DOCUMENT SECTION:
────────────────────
Recognizing our top performers of 2010.

Here at BAO, our people are our pride. The team we have assembled is something that you won't find anywhere else – we have a unique blend of intelligence, wit, industry know-how and eclectic personalities.

This month, we announced the winners of our 2010 Inside Sales Representative (ISR) of the Year and Market Research Specialist (MRS) of the Year honors. And we'd like you to meet them.

BAO 2010 ISR of the Year

What are your strategies for successfully managing relationships with your Clients' field reps?

Every single Client rep we work with is super busy – they're on and off planes, juggling phone calls and appointments all the time. So I've got to be respectful of their time because I know it's precious. My ultimate goal, of course, is to help my reps hit their number. But sometimes, I'll get some great information about a prospect, even if the contact isn't necessarily right for a meeting. I'll pass that on because I know the insight is important, but I'm not going to send them out on a meeting that is unnecessary. Setting expectations and painting an accurate picture of opportunities is critical – and it helps my Client stay efficient. My Clients know that if I've set an appointment for them, it's going to be high caliber.

What's the most interesting meeting you've ever secured?

When I first start working with a Client, I really get to know them. I want to know about their job and company, of course, but I also want to know who they are as a person. And this has served me well.

At one point, while doing calls for a Client based on the west coast, I connected with the CIO of a well-known specialty retailer – a really big deal! In the course of conversation with the prospect, I mentioned the rep’s name and the prospect perked up instantly – asking me if the rep golfed at such-and-such golf course and lived in such-and-such city. Well, because I’d gotten to know my rep so well, I was able to confirm that. It turns out that the prospect was the rep’s neighbor. They lived two houses apart but had never met! I got the meeting, but in a really non-traditional way. The prospect said, “Forget the meeting. Tell him to walk down the street. We’ll have a glass of wine and talk!”
────────────────────
[Records]
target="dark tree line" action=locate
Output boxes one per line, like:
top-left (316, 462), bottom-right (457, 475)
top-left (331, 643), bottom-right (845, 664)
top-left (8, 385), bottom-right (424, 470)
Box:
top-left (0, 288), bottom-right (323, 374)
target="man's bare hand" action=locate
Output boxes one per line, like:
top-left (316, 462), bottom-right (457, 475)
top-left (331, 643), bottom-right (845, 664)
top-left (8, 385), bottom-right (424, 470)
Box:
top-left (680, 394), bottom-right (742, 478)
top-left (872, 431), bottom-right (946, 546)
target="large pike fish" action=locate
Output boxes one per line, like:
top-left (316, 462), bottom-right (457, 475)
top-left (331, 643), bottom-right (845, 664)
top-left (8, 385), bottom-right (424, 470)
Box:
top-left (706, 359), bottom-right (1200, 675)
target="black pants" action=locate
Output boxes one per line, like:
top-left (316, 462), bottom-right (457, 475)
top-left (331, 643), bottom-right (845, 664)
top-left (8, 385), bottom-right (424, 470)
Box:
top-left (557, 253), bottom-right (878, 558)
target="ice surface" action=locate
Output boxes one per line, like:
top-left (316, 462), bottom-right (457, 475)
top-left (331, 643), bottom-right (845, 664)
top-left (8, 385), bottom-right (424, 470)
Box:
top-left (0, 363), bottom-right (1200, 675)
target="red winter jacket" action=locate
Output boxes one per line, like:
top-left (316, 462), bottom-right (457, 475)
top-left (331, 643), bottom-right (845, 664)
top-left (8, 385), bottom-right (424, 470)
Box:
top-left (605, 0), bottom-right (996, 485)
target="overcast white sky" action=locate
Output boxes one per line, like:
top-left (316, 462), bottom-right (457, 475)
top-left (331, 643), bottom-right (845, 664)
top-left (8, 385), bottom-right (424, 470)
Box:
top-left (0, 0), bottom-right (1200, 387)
────────────────────
STATED PROBLEM: Please state how far apart the prospect and the rep lived, according to the ISR of the Year interview.

CORRECT RESULT: Two houses apart.